--- begin Data provided ---
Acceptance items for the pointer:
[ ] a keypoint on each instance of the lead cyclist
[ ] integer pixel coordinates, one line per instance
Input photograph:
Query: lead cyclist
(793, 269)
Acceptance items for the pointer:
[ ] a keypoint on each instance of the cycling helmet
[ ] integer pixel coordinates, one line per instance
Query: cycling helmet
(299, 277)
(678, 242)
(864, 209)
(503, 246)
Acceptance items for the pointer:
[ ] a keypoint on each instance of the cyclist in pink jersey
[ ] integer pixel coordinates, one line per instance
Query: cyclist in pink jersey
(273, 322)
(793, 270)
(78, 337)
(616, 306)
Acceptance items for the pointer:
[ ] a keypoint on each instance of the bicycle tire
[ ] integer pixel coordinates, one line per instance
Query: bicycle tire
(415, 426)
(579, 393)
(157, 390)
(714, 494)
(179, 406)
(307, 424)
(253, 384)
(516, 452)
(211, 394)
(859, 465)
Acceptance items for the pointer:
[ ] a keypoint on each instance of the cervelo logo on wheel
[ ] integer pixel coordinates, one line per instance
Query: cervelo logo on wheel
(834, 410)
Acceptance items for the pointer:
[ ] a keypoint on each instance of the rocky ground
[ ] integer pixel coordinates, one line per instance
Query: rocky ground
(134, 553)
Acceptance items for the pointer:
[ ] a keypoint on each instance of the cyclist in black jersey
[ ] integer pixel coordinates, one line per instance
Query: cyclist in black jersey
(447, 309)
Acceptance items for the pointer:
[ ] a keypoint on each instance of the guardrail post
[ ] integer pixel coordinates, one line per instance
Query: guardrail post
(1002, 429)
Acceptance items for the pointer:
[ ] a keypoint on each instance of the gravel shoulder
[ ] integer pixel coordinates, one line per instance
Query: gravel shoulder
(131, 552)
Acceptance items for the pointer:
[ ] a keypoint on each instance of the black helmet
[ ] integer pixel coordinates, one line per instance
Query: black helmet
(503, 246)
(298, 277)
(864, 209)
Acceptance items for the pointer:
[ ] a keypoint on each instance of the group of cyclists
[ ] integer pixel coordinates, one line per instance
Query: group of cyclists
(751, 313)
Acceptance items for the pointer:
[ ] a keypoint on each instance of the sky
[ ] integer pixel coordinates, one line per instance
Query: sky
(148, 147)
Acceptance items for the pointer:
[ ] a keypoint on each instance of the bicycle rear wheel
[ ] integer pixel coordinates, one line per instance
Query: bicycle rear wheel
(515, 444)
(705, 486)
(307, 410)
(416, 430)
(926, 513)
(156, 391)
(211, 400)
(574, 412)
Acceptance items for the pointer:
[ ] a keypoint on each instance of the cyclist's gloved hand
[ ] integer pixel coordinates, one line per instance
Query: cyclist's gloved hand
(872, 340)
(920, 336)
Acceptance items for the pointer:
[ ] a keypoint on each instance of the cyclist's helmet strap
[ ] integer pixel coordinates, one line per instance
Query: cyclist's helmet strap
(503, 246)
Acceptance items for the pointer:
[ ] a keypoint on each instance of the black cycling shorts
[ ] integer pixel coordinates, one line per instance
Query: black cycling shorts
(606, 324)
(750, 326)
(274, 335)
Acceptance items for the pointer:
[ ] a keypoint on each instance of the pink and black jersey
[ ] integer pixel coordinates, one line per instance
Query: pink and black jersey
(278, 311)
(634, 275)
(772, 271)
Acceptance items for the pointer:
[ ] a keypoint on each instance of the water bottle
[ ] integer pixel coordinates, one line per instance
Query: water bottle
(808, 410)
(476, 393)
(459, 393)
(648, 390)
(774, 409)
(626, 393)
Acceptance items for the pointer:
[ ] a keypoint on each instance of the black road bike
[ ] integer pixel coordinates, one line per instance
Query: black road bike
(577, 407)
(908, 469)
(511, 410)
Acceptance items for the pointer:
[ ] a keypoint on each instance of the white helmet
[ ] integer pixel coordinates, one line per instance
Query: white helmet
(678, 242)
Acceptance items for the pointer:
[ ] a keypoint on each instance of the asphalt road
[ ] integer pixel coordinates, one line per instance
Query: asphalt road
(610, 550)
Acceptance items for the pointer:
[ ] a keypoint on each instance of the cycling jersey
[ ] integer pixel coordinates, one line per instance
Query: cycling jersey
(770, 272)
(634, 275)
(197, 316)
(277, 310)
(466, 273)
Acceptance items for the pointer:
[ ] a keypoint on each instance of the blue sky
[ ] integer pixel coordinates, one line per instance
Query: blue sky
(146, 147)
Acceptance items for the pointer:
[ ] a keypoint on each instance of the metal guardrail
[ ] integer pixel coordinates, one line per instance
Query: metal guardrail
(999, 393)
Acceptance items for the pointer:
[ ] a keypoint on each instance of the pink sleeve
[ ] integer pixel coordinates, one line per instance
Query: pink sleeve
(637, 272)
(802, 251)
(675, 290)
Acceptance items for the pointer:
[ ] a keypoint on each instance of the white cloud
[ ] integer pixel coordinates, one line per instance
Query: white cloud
--- end Data provided ---
Problem requirements:
Each line of the material above needs to be quoted exactly, please.

Worked answer:
Acceptance items for the pointer:
[ ] a keypoint on each instance of the lead cyclist
[ ] integer pixel coordinates, one line per instance
Input photograph:
Query: lead cyclist
(793, 269)
Acceptance items for the pointer:
[ ] a keypoint on each instance of the cycling helmet
[ ] integer pixel coordinates, one line per instance
Query: cycling helmet
(299, 277)
(678, 242)
(864, 209)
(503, 246)
Acceptance items for the pointer:
[ ] a keypoint on each instance of the cyclist in pink jersey
[ ] integer pixel coordinates, one line per instance
Query: cyclist in pink jersey
(273, 322)
(793, 270)
(78, 337)
(616, 306)
Acceptance items for the pointer:
[ ] a keypoint on each instance of the bicycle tire
[ ] integer pixel coordinates, one line per instance
Query: bicycle tire
(415, 426)
(579, 393)
(157, 390)
(714, 494)
(179, 406)
(307, 424)
(253, 384)
(516, 452)
(211, 394)
(859, 465)
Acceptance items for the pointer:
[ ] a keypoint on each instance of the cervelo logo on wheel
[ ] integer pixel coordinates, one line per instance
Query: cervelo logo on wheel
(834, 410)
Acceptance items for the pointer:
[ ] a keypoint on each instance of the rocky ground
[ ] integer pixel coordinates, one line per instance
Query: rocky ground
(134, 553)
Acceptance items for the pointer:
[ ] a keypoint on each instance of the cyclist in black jersey
[ ] integer pixel coordinates, one line per instance
Query: cyclist in black jersey
(447, 309)
Acceptance items for the pointer:
[ ] a keypoint on each instance of the guardrail post
[ ] integer pixel coordinates, one line per instance
Query: guardrail post
(1002, 429)
Acceptance items for the pointer:
[ ] a keypoint on each instance of the gravel shoulder
[ ] integer pixel coordinates, one line per instance
Query: gravel shoulder
(131, 552)
Acceptance items for the pointer:
[ ] a keypoint on each instance of the black helmet
[ ] integer pixel coordinates, one line per instance
Query: black helmet
(503, 246)
(298, 277)
(864, 209)
Acceptance items for the pointer:
[ ] a keypoint on each instance of the group of cyclists
[ ] integer pixel coordinates, one line per instance
Query: group of cyclists
(751, 313)
Acceptance items for the pointer:
[ ] a keypoint on each instance of the sky
[ ] integer pixel coordinates, one line per instance
Query: sky
(148, 147)
Acceptance items for the pointer:
[ ] a keypoint on each instance of the bicycle rear wheel
[ ] integer pixel coordinates, one line per instance
Query: bicycle rear wheel
(515, 444)
(705, 486)
(307, 410)
(416, 430)
(926, 513)
(156, 391)
(211, 400)
(574, 412)
Acceptance items for the pointer:
[ ] a keypoint on each instance of the cyclist's gloved hand
[ ] integer pixel coordinates, one line per instance
Query: cyclist's gloved hand
(872, 340)
(920, 336)
Acceptance items for the pointer:
[ ] a keypoint on each instance of the cyclist's helmet strap
[ ] integer pixel coordinates, one line per instance
Query: cyclist's helmet strap
(503, 246)
Acceptance items for the pointer:
[ ] a keypoint on each instance of the black cycling shorts
[ ] integer pixel coordinates, one line per instance
Query: black cycling shorts
(606, 324)
(750, 326)
(274, 335)
Acceptance items for the pointer:
[ ] a keypoint on each instance of the pink and black jersey
[ ] integer pixel coordinates, one line per instance
Query: pink and black jersey
(278, 311)
(634, 275)
(772, 271)
Acceptance items for the pointer:
[ ] a keypoint on each instance of the water bottle
[ ] integer pixel coordinates, one line per instance
Query: water bottle
(808, 410)
(476, 393)
(459, 393)
(648, 390)
(774, 409)
(626, 393)
Acceptance items for the pointer:
[ ] a keypoint on each instance of the black road bike
[ ] integer pixel coordinates, one line per instance
Query: black road bike
(577, 407)
(908, 469)
(511, 410)
Acceptance items for the pointer:
[ ] a keypoint on each instance of the white helmet
[ ] integer pixel coordinates, one line per instance
Query: white helmet
(678, 242)
Acceptance items for the pointer:
[ ] a keypoint on each instance of the asphalt road
[ ] integer pixel coordinates, one line per instance
Query: asphalt road
(610, 550)
Acceptance items for the pointer:
[ ] a keypoint on each instance of the cycling jersey
[ ] integer pixel coordinates, one line per instance
Query: cycling jersey
(770, 272)
(634, 275)
(197, 316)
(277, 310)
(466, 273)
Acceptance items for the pointer:
[ ] a keypoint on each instance of the blue sky
[ ] integer pixel coordinates, one line per instance
Query: blue sky
(146, 147)
Acceptance items for the pointer:
[ ] a keypoint on each instance of the metal guardrail
[ ] integer pixel coordinates, one line per instance
Query: metal guardrail
(999, 393)
Acceptance items for the pointer:
[ ] a keypoint on each instance of the pink sleeve
[ ] integer pixel coordinates, one line per instance
Query: pink sleeve
(637, 272)
(802, 251)
(675, 290)
Acceptance items for the pointer:
[ ] a keypoint on each instance of the white cloud
[ ] integer pixel coordinates, one line per instance
Query: white cloud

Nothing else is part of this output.